Task objective:
Leave every picture out, then reproduce the rest of the listing exactly.

Content starts

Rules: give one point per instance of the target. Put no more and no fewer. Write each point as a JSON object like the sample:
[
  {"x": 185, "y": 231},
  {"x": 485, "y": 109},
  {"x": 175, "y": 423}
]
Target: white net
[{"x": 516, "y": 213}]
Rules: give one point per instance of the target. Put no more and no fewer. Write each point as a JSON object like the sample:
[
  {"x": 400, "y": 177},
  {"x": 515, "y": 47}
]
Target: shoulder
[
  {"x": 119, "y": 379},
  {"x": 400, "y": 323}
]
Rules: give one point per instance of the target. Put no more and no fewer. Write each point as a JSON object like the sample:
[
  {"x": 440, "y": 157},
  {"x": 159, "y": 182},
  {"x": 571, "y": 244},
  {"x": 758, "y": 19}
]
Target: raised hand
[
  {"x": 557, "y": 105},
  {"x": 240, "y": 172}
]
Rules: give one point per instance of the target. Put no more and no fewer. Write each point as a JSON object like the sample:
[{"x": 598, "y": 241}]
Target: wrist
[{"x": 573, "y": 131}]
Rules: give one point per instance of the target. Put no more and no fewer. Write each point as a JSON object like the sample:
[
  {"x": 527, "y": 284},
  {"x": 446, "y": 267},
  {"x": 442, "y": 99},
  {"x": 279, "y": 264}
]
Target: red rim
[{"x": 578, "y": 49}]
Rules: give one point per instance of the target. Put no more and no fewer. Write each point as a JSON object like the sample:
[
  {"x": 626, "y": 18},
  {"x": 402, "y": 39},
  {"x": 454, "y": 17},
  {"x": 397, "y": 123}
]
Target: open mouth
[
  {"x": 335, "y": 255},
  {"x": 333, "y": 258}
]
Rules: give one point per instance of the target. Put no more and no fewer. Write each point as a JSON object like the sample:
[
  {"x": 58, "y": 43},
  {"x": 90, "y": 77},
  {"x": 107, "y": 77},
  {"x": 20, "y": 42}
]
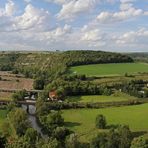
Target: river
[{"x": 33, "y": 121}]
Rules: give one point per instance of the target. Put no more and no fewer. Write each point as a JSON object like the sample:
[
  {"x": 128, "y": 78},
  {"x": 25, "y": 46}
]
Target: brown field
[{"x": 12, "y": 81}]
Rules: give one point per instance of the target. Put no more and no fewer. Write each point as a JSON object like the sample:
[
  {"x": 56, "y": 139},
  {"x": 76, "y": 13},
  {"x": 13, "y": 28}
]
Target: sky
[{"x": 109, "y": 25}]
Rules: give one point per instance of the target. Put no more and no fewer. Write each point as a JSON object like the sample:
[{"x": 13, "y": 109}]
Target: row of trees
[
  {"x": 74, "y": 88},
  {"x": 134, "y": 88}
]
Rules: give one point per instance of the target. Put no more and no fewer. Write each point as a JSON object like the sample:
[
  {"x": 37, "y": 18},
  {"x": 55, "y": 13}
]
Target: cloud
[
  {"x": 27, "y": 1},
  {"x": 58, "y": 1},
  {"x": 133, "y": 37},
  {"x": 126, "y": 12},
  {"x": 75, "y": 7},
  {"x": 32, "y": 18}
]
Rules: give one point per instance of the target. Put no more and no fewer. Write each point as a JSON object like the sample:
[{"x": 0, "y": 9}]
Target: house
[{"x": 53, "y": 96}]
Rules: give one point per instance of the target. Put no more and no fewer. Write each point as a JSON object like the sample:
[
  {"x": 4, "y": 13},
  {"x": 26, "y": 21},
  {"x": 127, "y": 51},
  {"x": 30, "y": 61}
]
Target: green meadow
[
  {"x": 3, "y": 115},
  {"x": 100, "y": 98},
  {"x": 82, "y": 121},
  {"x": 110, "y": 69}
]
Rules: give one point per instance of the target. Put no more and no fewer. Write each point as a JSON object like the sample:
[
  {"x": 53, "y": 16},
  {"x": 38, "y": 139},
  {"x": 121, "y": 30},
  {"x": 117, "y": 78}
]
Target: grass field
[
  {"x": 110, "y": 69},
  {"x": 100, "y": 98},
  {"x": 3, "y": 114},
  {"x": 83, "y": 120}
]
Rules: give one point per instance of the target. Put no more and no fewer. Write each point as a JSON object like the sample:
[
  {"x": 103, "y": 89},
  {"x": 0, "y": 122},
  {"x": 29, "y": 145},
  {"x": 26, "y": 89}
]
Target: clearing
[
  {"x": 110, "y": 69},
  {"x": 82, "y": 121}
]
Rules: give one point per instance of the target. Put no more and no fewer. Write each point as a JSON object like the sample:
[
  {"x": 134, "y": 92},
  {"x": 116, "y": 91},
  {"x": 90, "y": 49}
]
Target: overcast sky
[{"x": 111, "y": 25}]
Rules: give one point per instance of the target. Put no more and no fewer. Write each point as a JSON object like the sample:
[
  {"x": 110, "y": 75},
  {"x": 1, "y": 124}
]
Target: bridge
[
  {"x": 16, "y": 90},
  {"x": 26, "y": 103}
]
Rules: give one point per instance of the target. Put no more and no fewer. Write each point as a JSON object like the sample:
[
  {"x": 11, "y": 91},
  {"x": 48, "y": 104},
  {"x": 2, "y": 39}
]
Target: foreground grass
[
  {"x": 82, "y": 121},
  {"x": 3, "y": 115},
  {"x": 98, "y": 98},
  {"x": 110, "y": 69}
]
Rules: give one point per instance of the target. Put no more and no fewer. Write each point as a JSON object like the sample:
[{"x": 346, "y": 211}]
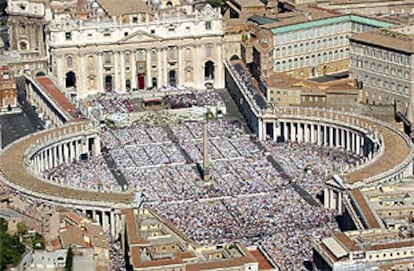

Content ends

Answer to this exercise:
Rules: give one point per instance of the target. Put no more and no fewer. Write each point as a JSON object like the sample:
[
  {"x": 185, "y": 231},
  {"x": 485, "y": 109},
  {"x": 175, "y": 423}
]
Target: white net
[{"x": 516, "y": 213}]
Rules: give one point per instance of the target. Put no more and no fewer. Write each point as a JSON object like the sample:
[
  {"x": 400, "y": 177},
  {"x": 515, "y": 47}
]
Target: shoulder
[
  {"x": 119, "y": 379},
  {"x": 400, "y": 323}
]
Rules: give one point per instance of the target. Put no more and no fewer. Write each point as a JSON object like the sample:
[
  {"x": 440, "y": 157},
  {"x": 159, "y": 182},
  {"x": 571, "y": 244},
  {"x": 758, "y": 19}
]
Target: raised hand
[
  {"x": 557, "y": 105},
  {"x": 240, "y": 172}
]
Rules: give one point per instance of the target. Put no more and no fewer. Write each point as a JSON object like the sample:
[{"x": 598, "y": 241}]
Target: wrist
[{"x": 573, "y": 131}]
Rules: give one point per instance of the target. Put no more and no fewer. Write each point as a JSON object like the sample:
[
  {"x": 527, "y": 284},
  {"x": 446, "y": 267},
  {"x": 442, "y": 99},
  {"x": 279, "y": 264}
]
Target: red rim
[{"x": 578, "y": 49}]
Rules: give one point per instance of the target. Put no more and no fewer. Write each point as a JSON object like the sample:
[
  {"x": 626, "y": 18},
  {"x": 402, "y": 39},
  {"x": 454, "y": 17},
  {"x": 397, "y": 123}
]
Target: open mouth
[
  {"x": 335, "y": 255},
  {"x": 333, "y": 258}
]
Rules: give one point per instance of the target. Put no more and no fewer. Write each point as a JSON object like the sample:
[
  {"x": 58, "y": 43},
  {"x": 90, "y": 77},
  {"x": 107, "y": 77},
  {"x": 20, "y": 42}
]
Target: river
[{"x": 33, "y": 121}]
Rules: give one point per instance of the target. Put no more and no fewer. Write each point as a JSON object like the sample:
[
  {"x": 128, "y": 78},
  {"x": 25, "y": 46}
]
Target: brown field
[{"x": 12, "y": 81}]
Rules: give one point per instance of the target. Put no more and no fewer. Write each point as a JSON object like the sample:
[
  {"x": 56, "y": 139},
  {"x": 76, "y": 13},
  {"x": 13, "y": 28}
]
Target: sky
[{"x": 109, "y": 25}]
Rules: give one point per instance of the target. Put no more and no fewer. Write each point as a JSON object like the sample:
[{"x": 13, "y": 109}]
Target: row of trees
[
  {"x": 74, "y": 88},
  {"x": 134, "y": 88}
]
Rules: give one point per instance of the target. Put no more and no fewer. Write each point as a JSON object like the sample:
[
  {"x": 37, "y": 18},
  {"x": 55, "y": 13}
]
Target: cloud
[
  {"x": 27, "y": 1},
  {"x": 58, "y": 1},
  {"x": 133, "y": 37},
  {"x": 126, "y": 12},
  {"x": 75, "y": 7},
  {"x": 32, "y": 18}
]
Rules: give one point per instance of the target. Put no more and no fewer. Write each point as a JSON object like the sample:
[{"x": 0, "y": 9}]
Target: house
[{"x": 53, "y": 96}]
Rules: give one point per instance of the target. Put no more and no fewer. Write each point as a JSON object like the sample:
[
  {"x": 4, "y": 13},
  {"x": 26, "y": 21},
  {"x": 127, "y": 51},
  {"x": 30, "y": 61}
]
Target: green meadow
[
  {"x": 3, "y": 115},
  {"x": 100, "y": 98},
  {"x": 82, "y": 121},
  {"x": 110, "y": 69}
]
Rules: give one point per instance of the target. Put no more and no fewer. Write each point as a JSON object like the sample:
[
  {"x": 53, "y": 16},
  {"x": 38, "y": 139},
  {"x": 121, "y": 30},
  {"x": 117, "y": 78}
]
Target: grass field
[
  {"x": 110, "y": 69},
  {"x": 100, "y": 98},
  {"x": 3, "y": 114},
  {"x": 83, "y": 120}
]
Rules: give one point per instance of the target. Put no more and no fewer. Write each point as a JSON object like the sample:
[
  {"x": 103, "y": 89},
  {"x": 0, "y": 122},
  {"x": 29, "y": 145},
  {"x": 26, "y": 89}
]
Target: clearing
[
  {"x": 110, "y": 69},
  {"x": 82, "y": 121}
]
Rules: give one point per instance of the target. Put no more and no fewer. Write each point as a JSON object like the sample:
[
  {"x": 134, "y": 92},
  {"x": 116, "y": 91},
  {"x": 90, "y": 49}
]
Target: overcast sky
[{"x": 111, "y": 25}]
Rules: give one point per instance of the target. Put no more and no fewer. Write each point as a JSON object like the sample:
[
  {"x": 110, "y": 75},
  {"x": 1, "y": 124}
]
Target: bridge
[
  {"x": 16, "y": 90},
  {"x": 26, "y": 103}
]
Rules: give one point per instance of the target. Put no more and no fewer. Write each point as a JSON object like the sample:
[
  {"x": 11, "y": 91},
  {"x": 48, "y": 104},
  {"x": 2, "y": 39}
]
Target: foreground grass
[
  {"x": 82, "y": 121},
  {"x": 3, "y": 115},
  {"x": 98, "y": 98},
  {"x": 110, "y": 69}
]
Rules: give one point per instance of the target. Put no more and no fewer. Write each point as a JSON object like the sample:
[{"x": 346, "y": 211}]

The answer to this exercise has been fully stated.